Please show every line in the entries below that includes the word "people".

-------- SOURCE RECORDS --------

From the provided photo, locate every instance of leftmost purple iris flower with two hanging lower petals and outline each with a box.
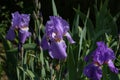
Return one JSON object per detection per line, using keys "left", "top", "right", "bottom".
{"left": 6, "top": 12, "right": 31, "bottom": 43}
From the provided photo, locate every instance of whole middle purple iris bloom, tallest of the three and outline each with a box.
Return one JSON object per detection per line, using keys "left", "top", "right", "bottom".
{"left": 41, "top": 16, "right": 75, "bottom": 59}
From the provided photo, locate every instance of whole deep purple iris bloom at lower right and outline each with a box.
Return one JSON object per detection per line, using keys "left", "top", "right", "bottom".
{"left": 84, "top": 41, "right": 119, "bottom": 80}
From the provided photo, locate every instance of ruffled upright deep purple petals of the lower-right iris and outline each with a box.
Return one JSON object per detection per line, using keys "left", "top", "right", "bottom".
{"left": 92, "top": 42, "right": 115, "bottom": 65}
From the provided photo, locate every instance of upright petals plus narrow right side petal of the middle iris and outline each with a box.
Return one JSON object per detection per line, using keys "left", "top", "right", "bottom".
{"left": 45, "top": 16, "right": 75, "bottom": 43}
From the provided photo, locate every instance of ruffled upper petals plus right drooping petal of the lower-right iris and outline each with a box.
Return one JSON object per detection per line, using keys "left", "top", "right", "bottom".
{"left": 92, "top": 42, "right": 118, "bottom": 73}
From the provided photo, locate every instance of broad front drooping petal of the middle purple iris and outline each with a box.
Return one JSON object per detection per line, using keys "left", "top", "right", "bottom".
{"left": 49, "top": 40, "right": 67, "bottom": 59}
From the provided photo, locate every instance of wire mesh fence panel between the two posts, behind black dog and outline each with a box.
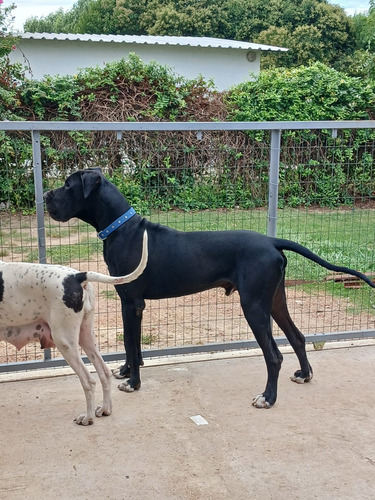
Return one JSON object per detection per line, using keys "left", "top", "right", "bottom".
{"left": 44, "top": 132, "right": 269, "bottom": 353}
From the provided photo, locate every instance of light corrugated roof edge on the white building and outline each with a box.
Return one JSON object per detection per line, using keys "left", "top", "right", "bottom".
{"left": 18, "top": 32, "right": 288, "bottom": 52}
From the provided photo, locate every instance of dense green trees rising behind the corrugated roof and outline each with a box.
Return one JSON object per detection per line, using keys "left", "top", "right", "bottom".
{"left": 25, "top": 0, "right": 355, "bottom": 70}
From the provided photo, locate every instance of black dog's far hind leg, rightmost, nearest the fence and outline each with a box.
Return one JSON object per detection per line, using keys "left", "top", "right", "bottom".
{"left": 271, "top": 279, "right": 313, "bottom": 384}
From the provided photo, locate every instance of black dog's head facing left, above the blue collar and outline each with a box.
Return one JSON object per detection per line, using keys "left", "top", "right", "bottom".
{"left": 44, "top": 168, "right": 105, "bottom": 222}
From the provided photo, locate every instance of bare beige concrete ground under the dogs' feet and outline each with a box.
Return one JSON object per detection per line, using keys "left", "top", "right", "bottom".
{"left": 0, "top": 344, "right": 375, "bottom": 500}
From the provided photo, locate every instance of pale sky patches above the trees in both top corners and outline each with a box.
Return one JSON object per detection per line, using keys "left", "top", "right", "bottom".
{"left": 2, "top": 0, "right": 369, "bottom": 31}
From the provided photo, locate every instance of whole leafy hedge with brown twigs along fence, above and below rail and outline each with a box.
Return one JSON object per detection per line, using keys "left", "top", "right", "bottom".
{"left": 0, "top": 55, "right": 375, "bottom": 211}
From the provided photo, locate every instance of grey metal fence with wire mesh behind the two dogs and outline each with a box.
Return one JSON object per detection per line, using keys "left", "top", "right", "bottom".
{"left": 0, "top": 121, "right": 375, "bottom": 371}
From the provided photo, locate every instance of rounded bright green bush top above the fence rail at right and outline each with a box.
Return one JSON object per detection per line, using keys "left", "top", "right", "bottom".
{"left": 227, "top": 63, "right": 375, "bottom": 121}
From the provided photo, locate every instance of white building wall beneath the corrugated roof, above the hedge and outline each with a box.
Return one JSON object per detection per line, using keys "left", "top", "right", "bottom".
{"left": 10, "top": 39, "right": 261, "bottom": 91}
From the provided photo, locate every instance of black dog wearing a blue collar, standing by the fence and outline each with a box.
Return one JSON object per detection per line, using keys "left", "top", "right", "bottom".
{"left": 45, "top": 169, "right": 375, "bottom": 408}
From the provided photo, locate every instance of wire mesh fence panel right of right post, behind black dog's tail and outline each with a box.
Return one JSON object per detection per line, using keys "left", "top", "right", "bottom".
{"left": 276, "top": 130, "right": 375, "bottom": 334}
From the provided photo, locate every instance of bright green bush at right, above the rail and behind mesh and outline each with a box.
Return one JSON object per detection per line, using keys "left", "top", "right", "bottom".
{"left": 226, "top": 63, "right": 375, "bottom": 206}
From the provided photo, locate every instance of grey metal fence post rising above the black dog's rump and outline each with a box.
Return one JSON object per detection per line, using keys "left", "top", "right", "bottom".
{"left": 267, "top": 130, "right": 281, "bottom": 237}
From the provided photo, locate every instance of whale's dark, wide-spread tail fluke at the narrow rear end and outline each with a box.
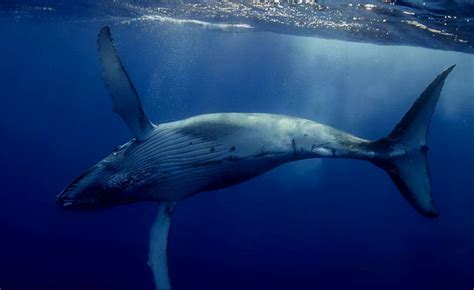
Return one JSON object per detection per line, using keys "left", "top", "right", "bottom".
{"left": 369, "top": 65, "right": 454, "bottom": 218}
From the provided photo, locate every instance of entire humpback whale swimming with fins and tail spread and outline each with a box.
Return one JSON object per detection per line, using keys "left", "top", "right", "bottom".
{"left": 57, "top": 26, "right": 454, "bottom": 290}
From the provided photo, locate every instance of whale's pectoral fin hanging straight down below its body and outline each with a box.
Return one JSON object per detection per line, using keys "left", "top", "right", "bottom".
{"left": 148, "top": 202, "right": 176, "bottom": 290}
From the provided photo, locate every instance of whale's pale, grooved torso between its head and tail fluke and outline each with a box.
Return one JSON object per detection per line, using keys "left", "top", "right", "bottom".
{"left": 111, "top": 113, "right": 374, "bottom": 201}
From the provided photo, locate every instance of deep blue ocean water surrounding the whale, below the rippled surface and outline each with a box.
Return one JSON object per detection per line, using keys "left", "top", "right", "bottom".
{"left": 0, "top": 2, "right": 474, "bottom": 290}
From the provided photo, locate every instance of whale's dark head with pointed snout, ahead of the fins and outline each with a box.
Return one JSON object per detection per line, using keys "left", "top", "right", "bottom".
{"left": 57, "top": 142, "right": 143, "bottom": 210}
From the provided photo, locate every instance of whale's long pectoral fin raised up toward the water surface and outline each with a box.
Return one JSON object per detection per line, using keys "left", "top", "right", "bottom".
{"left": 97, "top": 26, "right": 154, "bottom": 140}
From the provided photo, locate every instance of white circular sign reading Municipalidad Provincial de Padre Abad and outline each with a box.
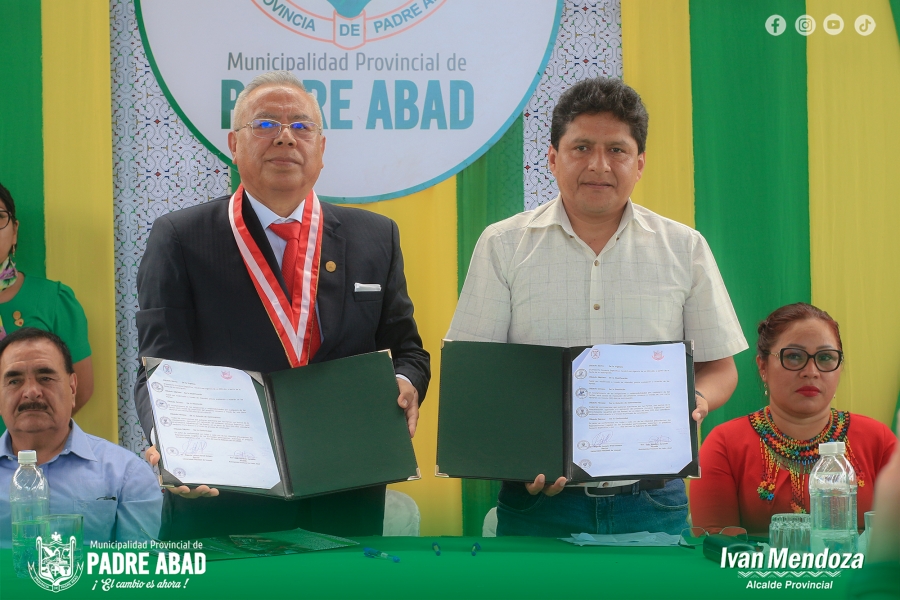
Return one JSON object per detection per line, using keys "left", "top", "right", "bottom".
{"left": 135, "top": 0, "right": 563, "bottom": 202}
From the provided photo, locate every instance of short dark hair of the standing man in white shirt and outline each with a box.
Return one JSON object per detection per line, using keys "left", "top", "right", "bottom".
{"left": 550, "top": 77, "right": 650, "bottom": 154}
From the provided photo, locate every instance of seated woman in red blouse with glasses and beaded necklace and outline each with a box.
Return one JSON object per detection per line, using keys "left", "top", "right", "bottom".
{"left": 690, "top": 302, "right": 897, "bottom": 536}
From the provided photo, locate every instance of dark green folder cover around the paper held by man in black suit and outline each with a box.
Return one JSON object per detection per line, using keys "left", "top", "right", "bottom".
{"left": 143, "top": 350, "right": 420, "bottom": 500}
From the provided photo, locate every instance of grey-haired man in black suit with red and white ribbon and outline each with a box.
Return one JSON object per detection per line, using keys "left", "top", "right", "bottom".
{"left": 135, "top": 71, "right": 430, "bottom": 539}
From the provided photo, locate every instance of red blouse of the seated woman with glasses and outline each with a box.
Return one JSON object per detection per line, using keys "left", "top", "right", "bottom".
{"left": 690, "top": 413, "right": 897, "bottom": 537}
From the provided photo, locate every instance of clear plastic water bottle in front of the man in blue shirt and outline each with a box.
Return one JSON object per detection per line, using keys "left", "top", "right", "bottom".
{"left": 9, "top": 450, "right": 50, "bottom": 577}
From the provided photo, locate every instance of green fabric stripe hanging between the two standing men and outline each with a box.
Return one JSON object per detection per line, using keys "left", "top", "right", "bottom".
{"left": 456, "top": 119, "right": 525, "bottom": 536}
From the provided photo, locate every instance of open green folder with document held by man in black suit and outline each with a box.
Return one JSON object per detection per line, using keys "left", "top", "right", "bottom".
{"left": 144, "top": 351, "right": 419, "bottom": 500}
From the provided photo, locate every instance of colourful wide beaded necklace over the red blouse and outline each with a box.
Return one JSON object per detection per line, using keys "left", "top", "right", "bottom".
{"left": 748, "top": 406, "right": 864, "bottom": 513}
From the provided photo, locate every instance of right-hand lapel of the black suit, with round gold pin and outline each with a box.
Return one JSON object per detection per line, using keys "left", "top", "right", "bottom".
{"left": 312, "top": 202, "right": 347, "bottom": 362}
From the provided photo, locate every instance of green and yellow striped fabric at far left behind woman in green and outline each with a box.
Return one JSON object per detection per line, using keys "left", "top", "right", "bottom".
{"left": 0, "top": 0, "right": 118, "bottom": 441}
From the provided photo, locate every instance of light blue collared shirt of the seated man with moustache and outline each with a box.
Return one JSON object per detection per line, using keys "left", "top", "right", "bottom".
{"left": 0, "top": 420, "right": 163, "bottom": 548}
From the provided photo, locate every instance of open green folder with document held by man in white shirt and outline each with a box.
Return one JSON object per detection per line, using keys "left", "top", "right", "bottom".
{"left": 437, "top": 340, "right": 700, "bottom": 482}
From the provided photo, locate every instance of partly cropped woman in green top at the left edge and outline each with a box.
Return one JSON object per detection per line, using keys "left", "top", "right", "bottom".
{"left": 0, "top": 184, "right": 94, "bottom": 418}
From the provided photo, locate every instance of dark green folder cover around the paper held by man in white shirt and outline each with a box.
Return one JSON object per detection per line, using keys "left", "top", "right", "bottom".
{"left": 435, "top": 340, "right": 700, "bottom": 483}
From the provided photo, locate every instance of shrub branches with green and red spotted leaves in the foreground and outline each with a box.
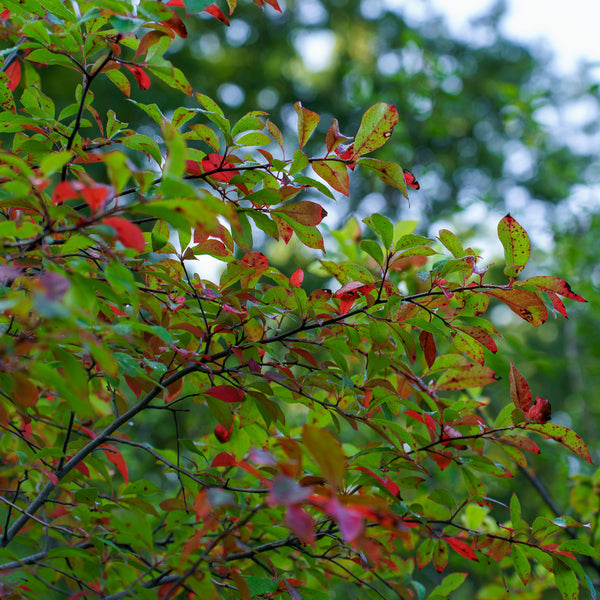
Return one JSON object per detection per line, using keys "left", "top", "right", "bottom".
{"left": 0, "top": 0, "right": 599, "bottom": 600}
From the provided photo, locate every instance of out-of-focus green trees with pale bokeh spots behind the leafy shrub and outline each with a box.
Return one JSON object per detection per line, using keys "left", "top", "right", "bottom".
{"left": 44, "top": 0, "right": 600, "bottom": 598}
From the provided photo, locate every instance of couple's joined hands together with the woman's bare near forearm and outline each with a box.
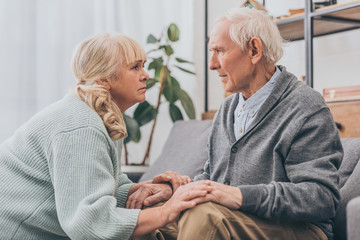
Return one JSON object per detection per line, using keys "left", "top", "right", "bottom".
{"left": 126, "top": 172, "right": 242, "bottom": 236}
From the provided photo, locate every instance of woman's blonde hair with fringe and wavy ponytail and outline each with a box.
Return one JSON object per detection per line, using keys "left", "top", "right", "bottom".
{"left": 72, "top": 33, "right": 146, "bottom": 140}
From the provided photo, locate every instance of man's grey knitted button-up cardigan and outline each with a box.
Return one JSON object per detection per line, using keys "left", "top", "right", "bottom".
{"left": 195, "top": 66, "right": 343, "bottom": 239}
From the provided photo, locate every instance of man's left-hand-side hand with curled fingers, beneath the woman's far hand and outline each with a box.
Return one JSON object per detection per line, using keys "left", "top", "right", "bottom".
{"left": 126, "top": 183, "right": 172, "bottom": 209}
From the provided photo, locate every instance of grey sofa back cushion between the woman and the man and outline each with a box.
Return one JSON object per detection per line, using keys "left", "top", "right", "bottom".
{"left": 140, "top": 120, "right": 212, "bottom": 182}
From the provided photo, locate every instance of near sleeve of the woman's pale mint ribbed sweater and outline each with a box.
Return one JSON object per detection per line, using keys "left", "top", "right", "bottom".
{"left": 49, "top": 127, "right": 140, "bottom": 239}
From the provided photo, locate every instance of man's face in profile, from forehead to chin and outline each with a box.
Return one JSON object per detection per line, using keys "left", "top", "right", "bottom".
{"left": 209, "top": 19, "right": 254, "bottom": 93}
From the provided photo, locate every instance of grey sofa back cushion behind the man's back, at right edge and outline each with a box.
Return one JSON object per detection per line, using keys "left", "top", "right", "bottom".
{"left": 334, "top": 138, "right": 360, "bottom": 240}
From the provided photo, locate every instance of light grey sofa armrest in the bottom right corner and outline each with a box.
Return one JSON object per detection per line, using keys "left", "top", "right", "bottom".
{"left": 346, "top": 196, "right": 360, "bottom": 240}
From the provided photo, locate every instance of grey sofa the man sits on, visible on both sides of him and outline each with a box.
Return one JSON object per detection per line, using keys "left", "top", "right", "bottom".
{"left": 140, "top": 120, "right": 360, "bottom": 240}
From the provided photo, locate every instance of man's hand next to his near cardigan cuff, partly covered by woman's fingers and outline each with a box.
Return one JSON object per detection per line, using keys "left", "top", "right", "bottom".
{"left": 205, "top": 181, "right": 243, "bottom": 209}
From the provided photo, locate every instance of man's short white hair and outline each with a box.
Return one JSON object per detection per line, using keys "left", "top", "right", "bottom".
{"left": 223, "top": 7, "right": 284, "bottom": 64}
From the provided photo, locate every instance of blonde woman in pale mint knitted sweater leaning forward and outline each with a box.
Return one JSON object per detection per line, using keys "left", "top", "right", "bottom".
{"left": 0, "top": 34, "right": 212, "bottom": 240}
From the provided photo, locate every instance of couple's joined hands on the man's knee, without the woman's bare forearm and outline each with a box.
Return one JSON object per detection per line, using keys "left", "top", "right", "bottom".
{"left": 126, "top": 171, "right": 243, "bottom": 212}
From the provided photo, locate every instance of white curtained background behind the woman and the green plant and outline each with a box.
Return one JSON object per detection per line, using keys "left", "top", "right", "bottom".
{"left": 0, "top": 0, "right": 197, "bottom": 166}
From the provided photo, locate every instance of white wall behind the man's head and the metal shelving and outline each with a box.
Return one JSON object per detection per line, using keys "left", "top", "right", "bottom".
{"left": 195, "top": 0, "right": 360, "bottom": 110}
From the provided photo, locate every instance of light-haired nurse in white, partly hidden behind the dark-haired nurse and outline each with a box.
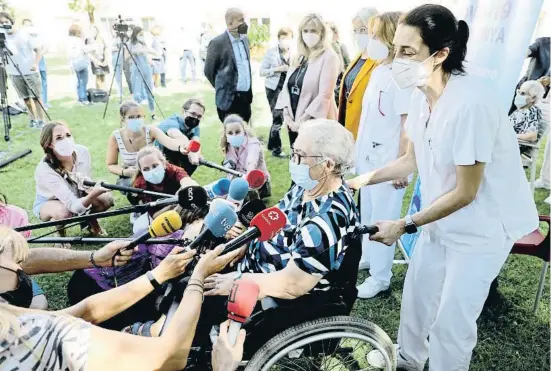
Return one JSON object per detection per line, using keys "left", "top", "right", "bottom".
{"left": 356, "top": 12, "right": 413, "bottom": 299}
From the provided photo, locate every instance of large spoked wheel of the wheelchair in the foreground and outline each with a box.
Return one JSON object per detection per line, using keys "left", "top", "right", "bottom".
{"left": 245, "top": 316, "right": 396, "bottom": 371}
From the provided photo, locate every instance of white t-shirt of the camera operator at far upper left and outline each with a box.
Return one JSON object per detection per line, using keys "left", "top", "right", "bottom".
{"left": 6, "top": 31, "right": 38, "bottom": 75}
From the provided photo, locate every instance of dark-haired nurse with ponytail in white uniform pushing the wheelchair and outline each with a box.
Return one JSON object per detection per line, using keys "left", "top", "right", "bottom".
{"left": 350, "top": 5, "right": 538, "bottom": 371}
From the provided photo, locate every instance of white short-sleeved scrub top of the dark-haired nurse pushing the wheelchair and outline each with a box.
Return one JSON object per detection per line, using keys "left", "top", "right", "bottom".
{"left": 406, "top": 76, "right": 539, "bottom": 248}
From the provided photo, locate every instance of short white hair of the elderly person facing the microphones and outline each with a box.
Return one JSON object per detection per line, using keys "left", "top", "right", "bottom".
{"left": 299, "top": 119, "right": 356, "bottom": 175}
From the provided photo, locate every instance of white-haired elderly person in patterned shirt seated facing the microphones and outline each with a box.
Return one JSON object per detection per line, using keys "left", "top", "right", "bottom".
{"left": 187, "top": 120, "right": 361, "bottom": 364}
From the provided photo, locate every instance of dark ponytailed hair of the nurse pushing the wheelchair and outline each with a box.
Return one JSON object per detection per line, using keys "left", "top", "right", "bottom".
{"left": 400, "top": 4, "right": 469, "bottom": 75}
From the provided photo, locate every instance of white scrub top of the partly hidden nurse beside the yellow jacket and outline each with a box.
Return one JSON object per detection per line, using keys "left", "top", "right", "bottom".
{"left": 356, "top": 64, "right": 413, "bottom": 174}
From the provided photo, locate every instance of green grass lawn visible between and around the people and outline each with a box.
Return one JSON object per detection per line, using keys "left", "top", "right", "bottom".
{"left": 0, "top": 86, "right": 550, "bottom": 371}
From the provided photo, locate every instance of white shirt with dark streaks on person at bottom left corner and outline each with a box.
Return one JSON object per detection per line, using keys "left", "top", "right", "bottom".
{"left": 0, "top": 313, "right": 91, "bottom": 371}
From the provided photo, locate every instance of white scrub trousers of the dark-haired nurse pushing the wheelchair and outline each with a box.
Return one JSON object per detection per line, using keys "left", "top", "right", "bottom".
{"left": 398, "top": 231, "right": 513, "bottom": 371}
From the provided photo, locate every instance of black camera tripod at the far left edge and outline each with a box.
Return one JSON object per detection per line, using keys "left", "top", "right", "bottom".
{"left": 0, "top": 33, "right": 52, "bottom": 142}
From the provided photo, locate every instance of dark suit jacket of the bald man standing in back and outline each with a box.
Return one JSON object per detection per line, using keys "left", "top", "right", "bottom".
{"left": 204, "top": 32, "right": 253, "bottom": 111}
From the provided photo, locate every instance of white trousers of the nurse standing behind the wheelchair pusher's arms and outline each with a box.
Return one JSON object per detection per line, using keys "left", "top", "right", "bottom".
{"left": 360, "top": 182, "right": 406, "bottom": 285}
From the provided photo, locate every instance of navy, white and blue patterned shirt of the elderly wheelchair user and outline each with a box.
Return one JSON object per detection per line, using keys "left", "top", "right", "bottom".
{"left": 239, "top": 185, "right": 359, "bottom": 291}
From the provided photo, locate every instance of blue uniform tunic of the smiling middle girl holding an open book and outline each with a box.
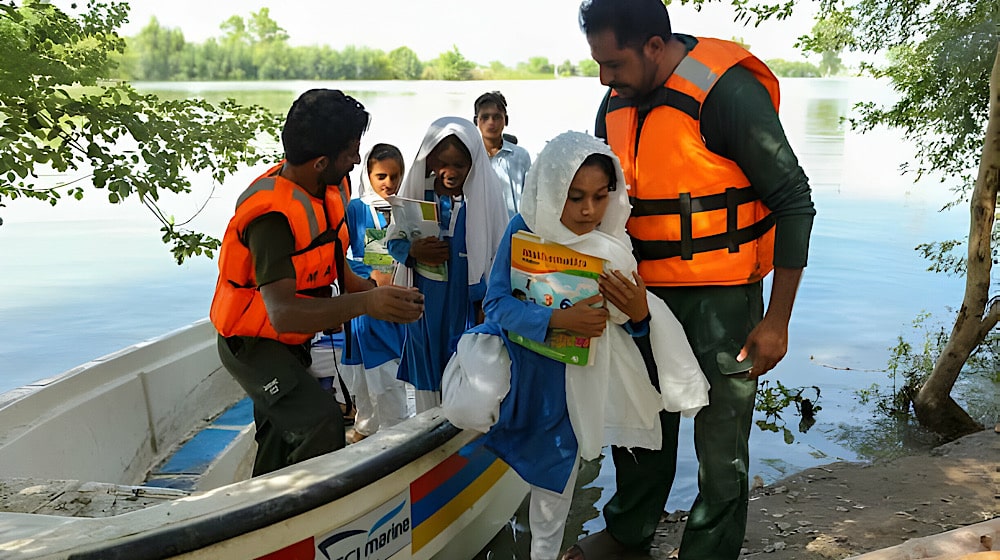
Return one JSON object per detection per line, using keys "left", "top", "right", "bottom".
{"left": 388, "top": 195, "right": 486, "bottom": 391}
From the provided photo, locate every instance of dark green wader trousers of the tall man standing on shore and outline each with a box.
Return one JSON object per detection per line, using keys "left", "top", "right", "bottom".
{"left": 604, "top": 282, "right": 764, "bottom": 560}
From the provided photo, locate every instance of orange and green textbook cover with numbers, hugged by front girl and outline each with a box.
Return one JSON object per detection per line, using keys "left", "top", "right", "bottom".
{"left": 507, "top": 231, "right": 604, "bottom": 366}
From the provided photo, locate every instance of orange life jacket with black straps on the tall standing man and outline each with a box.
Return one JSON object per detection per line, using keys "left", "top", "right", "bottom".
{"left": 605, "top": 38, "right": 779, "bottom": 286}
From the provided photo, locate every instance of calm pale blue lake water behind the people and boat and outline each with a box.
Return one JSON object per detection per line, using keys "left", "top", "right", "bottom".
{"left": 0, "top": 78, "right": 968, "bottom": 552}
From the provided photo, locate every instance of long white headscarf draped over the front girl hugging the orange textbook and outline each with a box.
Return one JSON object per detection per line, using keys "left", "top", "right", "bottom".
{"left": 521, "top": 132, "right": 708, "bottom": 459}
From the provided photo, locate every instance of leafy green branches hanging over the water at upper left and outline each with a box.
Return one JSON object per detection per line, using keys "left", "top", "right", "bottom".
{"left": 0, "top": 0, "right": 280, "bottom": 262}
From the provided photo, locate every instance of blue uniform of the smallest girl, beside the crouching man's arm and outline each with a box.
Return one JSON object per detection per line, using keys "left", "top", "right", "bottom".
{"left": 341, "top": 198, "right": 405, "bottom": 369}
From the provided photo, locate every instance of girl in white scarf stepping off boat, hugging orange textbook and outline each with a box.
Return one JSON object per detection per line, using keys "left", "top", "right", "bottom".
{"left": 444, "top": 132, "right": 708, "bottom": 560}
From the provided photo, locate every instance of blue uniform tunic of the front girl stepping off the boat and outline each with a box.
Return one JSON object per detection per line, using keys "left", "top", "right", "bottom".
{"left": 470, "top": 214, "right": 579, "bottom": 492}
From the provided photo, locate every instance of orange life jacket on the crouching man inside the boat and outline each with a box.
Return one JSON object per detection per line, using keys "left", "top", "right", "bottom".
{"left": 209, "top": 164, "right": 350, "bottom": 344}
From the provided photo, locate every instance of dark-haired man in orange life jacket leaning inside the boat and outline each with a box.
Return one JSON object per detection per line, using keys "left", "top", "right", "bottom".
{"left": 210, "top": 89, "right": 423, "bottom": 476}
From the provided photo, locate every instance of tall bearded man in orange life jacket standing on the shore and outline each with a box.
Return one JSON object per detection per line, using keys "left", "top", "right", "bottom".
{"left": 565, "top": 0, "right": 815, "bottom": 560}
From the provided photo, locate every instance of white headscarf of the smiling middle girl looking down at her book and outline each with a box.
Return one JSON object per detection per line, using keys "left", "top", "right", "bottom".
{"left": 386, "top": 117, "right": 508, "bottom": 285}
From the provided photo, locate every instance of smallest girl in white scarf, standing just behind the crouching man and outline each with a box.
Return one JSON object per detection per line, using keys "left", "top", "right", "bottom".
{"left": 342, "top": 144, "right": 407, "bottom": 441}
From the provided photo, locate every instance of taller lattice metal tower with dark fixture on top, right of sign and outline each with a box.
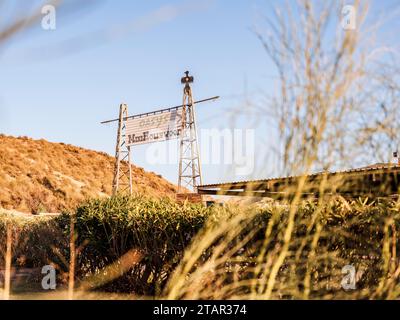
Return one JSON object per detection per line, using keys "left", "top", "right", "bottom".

--------

- WRITTEN SOLUTION -
From the provided photo, locate every instance of green grass lawn visible between and around the people and outline each with a box.
From the provided photo, locate every instance of calm pale blue lake water behind the people and boat and outline each with a box.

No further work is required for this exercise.